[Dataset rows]
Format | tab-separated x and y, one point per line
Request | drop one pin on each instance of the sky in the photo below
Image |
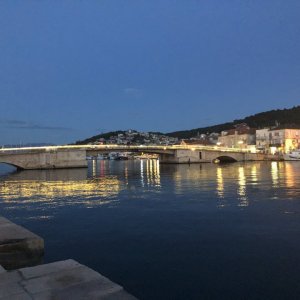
73	69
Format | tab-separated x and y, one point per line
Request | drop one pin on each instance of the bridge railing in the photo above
112	147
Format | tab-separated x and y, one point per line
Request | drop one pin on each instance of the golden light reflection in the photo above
220	183
254	175
152	172
289	175
242	187
44	191
274	173
142	173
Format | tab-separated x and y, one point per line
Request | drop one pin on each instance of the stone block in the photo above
47	269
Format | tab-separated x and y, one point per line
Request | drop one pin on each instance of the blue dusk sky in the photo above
73	69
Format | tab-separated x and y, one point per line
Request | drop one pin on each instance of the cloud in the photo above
133	92
20	124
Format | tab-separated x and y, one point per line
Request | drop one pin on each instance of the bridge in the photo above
74	156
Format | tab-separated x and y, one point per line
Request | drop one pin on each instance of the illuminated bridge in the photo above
74	156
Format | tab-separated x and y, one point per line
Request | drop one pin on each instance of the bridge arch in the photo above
11	164
224	159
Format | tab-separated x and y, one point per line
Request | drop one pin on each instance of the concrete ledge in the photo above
60	280
18	246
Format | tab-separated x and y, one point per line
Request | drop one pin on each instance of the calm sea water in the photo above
169	231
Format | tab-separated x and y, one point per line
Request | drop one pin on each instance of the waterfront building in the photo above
242	136
277	140
263	140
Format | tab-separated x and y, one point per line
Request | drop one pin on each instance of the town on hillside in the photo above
270	140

• _WHAT THIS TASK INVOLVES_
State how many lines of the listing above contain the word "cloud". Reply with the number alone.

• _THE OUTPUT_
1